» Task to complete:
Rewrite the material from the line that has "the black eyeglass" through the end, swapping "dot" for "marker" and leaving everything else unchanged.

┌────────

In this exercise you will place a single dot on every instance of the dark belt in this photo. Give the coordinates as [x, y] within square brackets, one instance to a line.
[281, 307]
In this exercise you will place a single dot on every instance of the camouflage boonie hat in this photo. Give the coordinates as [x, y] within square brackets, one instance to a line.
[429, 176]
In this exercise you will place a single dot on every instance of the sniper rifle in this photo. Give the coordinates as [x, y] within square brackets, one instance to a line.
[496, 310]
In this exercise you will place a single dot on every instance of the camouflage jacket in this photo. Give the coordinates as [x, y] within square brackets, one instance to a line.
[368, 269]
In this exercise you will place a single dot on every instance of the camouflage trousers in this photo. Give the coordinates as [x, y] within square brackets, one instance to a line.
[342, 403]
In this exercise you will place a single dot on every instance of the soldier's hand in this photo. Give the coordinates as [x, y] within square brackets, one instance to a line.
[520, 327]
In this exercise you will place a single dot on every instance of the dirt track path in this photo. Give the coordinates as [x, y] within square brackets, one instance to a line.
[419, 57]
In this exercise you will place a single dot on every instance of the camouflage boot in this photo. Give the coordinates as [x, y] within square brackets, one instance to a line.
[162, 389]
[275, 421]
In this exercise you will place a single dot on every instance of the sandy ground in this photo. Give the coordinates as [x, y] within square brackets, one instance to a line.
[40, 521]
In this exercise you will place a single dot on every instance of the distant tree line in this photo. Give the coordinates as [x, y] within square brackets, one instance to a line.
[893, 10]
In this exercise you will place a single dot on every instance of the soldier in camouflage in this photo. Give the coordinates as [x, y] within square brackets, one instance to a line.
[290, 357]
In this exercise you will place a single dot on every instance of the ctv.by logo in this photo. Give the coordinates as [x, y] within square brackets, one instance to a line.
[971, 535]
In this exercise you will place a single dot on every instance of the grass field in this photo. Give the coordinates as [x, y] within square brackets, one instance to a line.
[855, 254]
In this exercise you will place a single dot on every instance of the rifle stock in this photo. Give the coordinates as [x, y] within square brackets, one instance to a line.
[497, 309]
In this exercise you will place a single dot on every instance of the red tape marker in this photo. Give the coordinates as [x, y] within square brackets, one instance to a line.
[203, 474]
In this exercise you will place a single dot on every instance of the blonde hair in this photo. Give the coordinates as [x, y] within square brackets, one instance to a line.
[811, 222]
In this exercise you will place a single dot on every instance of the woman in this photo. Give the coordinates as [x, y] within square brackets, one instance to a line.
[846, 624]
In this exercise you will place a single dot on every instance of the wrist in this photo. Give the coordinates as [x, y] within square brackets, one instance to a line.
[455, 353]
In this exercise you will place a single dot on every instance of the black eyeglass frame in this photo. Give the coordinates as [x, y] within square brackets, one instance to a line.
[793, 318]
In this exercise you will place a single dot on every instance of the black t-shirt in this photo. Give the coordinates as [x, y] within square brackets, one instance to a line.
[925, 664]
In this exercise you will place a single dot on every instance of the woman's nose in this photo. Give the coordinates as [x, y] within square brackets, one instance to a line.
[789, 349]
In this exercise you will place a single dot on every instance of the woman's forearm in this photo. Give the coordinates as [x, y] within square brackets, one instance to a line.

└────────

» In response:
In this exercise you will place a single marker on every instance of the black eyeglass frame in this photo. Give the coordinates as [x, y] within square brackets, one instance to a line.
[793, 318]
In this exercise you will place a single marker on every instance of the black t-shirt in this photo. Give the coordinates as [x, y] within square brackets, one instance to a line.
[925, 664]
In this exercise you will place a single marker on every instance of the woman's nose in this photo. Give the coordinates as [x, y] within square brackets, one instance to a line.
[789, 349]
In this exercise you will place a single marker on every instance of the woman's forearm in this photo. Give the coordinates as [x, y] within square brackets, one instance to a line.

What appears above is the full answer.